Consigne A -
Recopiez sans changement les lignes de la liste, de celle qui contient "Annotate the kitchen" à celle qui contient "<point>61,191</point>".

Sur un tel sujet, on pouvait s’attendre au militantisme le plus explicite. Mais l’artiste néerlandaise, Adelheid Roosen (lire son portrait ici), s’en sort plutôt bien. S’inspirant de la célèbre pièce Les monologues du vagin, d’Eve Ensler, dans laquelle elle-même a joué il y a quelques années, la quinquagénaire met en scène douze histoires intimes de désirs, de plaisirs, de frustrations et de violences sexuels, tirées de ses conversations avec des femmes musulmanes de tous âges vivant aux Pays-Bas.
Dans Les monologues voilés, joués au petit théâtre de Paris jusqu’au 1er janvier, quatre actrices belges d’origine maghrébine ou turque prêtent leurs voix avec humour ou gravité à ces affaires de femmes qui, malgré le poids écrasant de la religion musulmane et/ou des traditions, révèlent une part d’universalisme.

Entrées de données -
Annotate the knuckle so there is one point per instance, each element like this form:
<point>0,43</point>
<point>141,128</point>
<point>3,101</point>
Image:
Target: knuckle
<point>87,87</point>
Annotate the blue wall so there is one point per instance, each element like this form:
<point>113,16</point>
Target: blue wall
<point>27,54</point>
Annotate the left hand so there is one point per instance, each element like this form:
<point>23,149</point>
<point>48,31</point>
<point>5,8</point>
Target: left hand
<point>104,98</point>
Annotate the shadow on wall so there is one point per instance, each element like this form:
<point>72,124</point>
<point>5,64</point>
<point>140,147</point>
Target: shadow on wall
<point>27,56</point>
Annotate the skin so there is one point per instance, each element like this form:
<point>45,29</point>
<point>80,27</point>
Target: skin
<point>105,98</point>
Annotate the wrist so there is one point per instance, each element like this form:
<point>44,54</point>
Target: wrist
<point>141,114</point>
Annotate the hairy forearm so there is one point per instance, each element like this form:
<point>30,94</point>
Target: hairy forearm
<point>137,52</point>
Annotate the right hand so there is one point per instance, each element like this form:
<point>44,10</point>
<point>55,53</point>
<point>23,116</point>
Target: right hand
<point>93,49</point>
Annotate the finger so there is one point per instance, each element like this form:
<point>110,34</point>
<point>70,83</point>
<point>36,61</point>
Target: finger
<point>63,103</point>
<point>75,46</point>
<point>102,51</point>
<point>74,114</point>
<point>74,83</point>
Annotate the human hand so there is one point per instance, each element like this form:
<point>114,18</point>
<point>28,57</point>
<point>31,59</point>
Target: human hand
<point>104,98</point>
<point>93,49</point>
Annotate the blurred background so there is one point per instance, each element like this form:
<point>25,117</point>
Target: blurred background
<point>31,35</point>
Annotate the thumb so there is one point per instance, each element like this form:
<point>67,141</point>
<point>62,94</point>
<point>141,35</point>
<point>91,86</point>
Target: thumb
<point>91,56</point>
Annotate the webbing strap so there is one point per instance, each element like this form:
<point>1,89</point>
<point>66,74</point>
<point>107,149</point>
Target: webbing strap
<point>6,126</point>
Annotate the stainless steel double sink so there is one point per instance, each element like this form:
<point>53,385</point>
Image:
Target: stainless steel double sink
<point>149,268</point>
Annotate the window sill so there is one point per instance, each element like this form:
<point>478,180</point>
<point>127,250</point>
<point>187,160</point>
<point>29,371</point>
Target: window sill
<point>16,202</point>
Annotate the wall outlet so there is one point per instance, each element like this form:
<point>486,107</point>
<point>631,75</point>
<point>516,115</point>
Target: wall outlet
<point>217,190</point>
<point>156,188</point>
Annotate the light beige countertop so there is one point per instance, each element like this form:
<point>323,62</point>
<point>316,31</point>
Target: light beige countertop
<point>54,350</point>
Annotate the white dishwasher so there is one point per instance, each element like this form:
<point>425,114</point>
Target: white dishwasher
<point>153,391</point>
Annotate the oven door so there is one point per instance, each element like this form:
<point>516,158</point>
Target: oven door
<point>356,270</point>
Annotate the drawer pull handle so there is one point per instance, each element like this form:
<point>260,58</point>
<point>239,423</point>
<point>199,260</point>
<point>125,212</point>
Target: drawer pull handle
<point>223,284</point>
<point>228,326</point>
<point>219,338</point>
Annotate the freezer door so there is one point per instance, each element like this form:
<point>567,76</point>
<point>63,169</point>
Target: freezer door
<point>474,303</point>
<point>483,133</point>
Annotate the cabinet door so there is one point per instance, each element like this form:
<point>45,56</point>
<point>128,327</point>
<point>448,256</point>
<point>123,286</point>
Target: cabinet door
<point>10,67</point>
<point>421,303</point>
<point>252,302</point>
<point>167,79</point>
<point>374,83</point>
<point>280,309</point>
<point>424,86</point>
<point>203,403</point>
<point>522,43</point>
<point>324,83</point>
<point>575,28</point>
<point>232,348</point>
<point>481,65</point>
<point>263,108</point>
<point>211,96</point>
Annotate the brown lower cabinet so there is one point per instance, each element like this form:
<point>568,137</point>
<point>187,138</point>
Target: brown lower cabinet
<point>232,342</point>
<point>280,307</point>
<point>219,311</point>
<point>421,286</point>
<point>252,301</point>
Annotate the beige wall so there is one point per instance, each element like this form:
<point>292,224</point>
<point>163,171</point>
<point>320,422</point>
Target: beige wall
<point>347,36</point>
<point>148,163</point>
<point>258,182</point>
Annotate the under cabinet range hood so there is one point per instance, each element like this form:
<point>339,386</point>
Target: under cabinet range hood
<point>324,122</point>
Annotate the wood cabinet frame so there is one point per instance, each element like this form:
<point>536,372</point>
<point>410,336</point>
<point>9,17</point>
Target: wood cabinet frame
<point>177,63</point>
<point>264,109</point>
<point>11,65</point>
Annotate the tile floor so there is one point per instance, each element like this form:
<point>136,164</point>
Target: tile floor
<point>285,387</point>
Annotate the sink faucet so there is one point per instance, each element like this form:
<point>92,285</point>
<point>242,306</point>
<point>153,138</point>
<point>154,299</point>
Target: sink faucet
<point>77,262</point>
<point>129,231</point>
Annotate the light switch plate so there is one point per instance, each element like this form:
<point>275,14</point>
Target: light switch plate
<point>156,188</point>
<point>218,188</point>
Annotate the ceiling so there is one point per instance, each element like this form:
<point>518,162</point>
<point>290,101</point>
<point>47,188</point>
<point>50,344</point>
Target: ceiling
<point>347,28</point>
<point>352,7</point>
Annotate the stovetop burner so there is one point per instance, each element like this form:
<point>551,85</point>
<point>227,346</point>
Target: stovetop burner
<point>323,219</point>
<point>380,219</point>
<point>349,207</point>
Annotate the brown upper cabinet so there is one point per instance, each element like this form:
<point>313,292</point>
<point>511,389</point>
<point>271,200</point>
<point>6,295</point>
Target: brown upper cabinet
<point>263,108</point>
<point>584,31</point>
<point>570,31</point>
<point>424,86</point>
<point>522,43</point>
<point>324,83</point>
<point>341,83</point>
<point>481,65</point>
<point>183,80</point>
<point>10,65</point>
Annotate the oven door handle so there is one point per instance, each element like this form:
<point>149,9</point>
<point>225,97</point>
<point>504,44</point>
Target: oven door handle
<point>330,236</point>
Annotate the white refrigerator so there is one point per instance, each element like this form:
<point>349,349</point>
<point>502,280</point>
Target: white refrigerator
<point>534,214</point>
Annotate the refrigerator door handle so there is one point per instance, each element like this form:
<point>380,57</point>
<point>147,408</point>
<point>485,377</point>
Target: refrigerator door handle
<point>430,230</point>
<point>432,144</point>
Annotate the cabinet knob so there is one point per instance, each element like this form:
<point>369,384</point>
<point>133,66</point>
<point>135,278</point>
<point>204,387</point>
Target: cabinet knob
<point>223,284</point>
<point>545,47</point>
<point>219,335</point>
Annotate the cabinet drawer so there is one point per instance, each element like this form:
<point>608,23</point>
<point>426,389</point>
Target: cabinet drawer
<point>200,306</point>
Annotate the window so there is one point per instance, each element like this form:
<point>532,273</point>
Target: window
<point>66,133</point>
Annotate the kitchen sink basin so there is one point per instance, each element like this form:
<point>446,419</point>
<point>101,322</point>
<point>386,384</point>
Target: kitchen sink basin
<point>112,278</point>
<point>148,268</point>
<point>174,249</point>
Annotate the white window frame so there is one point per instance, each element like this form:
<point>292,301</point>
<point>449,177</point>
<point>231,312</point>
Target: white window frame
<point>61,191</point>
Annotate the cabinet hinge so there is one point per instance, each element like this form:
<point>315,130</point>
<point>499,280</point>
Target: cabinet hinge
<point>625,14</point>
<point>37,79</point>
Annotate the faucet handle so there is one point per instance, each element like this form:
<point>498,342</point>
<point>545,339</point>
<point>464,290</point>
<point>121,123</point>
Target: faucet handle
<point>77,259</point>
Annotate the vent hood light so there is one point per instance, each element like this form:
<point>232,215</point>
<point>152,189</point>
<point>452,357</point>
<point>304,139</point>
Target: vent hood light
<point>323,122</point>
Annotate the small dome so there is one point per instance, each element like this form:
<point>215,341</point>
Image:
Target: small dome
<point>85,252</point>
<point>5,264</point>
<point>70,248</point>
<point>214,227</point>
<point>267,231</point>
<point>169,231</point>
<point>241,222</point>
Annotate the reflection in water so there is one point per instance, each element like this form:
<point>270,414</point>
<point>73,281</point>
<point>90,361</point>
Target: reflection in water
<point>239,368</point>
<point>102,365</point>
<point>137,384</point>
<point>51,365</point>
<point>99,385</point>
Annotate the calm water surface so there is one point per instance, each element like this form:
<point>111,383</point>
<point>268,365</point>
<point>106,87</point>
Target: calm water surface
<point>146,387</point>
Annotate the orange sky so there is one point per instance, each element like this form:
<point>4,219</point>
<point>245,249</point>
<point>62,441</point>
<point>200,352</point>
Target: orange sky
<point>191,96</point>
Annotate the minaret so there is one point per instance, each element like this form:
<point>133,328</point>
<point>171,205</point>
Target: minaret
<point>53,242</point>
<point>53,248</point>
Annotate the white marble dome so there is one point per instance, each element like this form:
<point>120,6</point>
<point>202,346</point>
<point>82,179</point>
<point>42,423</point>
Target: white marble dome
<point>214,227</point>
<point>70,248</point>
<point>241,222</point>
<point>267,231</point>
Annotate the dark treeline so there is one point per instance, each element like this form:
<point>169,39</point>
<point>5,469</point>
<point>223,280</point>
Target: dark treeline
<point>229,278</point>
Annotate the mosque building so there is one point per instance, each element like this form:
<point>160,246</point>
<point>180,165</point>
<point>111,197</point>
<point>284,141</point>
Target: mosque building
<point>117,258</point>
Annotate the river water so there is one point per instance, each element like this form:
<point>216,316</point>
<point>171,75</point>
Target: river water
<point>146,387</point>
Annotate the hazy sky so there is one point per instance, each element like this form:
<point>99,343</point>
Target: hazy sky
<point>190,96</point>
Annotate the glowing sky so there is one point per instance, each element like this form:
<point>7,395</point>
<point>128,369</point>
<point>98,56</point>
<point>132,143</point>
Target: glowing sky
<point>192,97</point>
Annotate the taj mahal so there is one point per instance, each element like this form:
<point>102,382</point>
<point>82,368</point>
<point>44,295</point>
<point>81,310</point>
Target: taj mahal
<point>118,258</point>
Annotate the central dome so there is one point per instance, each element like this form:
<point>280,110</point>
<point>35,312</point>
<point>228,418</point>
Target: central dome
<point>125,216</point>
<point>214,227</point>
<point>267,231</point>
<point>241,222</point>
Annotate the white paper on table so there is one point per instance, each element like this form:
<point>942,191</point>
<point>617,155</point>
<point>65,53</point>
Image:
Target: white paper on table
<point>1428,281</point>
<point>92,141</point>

Consigne B -
Extrayez de l'extrait source, s'il vous plaît, le passage qui va de "Dans Les monologues" à "une part d’universalisme.", sans rien y modifier.

Solution A -
Annotate the kitchen sink basin so there is one point per instance, each element like this form:
<point>446,419</point>
<point>101,322</point>
<point>386,384</point>
Target: kitchen sink basin
<point>112,278</point>
<point>148,268</point>
<point>174,249</point>
Annotate the white window frame so there is one point per instance, each element like this form:
<point>292,301</point>
<point>449,177</point>
<point>231,312</point>
Target: white window frame
<point>61,191</point>

Solution B -
Dans Les monologues voilés, joués au petit théâtre de Paris jusqu’au 1er janvier, quatre actrices belges d’origine maghrébine ou turque prêtent leurs voix avec humour ou gravité à ces affaires de femmes qui, malgré le poids écrasant de la religion musulmane et/ou des traditions, révèlent une part d’universalisme.